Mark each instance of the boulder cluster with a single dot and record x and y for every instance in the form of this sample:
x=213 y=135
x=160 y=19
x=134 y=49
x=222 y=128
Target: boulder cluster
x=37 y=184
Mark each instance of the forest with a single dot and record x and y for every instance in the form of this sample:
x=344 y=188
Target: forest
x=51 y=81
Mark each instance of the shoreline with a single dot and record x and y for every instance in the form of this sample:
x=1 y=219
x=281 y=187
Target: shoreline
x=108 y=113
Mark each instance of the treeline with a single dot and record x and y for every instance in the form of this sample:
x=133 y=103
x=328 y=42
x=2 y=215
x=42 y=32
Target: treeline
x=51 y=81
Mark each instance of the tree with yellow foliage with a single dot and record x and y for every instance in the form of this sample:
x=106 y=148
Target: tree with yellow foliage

Task directions
Only one thing belongs in the reply: the exact lines of the listing above, from the one with "Target: shoreline" through its last line.

Task output
Target: shoreline
x=108 y=113
Mark each instance of the treeline with a single dot and record x and y for every instance in the form of this sample:
x=133 y=103
x=328 y=42
x=2 y=215
x=42 y=32
Target: treeline
x=51 y=81
Mark each instance of the tree with yellow foliage with a single dot and record x and y for every instance in the form of this sample:
x=106 y=148
Target: tree with yellow foliage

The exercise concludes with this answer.